▶ _Records provided_:
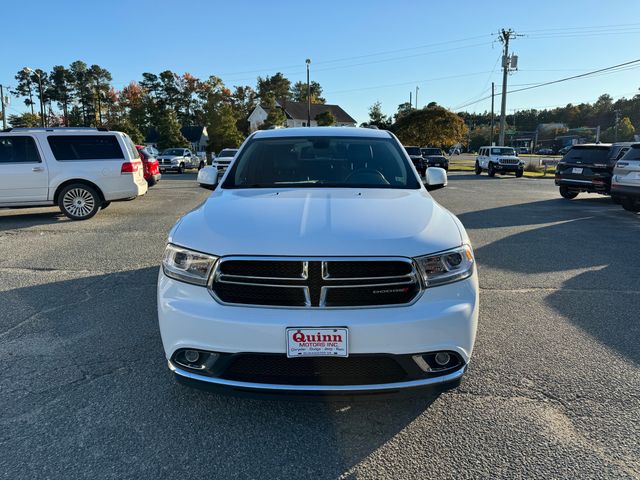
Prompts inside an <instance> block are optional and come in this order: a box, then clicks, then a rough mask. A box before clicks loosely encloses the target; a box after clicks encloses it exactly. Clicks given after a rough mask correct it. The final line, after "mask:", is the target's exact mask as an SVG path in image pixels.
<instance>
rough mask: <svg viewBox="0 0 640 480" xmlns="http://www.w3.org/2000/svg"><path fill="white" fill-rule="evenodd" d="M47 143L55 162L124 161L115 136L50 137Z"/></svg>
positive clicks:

--

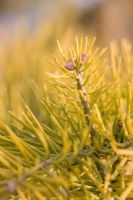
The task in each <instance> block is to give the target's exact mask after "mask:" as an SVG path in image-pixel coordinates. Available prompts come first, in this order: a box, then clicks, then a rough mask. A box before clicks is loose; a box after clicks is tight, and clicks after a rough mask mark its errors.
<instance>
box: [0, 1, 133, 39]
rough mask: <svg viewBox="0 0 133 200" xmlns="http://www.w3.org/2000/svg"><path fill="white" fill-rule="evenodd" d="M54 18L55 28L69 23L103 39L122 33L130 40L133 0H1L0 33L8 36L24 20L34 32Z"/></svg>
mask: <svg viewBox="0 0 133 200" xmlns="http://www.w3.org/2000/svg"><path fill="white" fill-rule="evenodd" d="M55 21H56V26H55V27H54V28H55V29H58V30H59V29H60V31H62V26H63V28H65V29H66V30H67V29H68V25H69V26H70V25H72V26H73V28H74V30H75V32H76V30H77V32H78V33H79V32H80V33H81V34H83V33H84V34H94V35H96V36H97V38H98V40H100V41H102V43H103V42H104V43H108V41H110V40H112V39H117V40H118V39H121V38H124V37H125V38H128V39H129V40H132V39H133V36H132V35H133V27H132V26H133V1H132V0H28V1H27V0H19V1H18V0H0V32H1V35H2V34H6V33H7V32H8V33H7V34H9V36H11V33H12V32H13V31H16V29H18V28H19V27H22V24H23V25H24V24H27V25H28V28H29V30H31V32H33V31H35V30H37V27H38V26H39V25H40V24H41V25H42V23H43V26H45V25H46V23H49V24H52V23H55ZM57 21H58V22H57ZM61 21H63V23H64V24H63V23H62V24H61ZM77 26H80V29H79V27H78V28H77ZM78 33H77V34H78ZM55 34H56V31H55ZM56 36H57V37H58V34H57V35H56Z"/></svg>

▶ _Work instruction_: Count the lines in the rows above that contain the string "clicks", matching case exactly. Reply with the number alone.

▶ _Solution for this task_: 3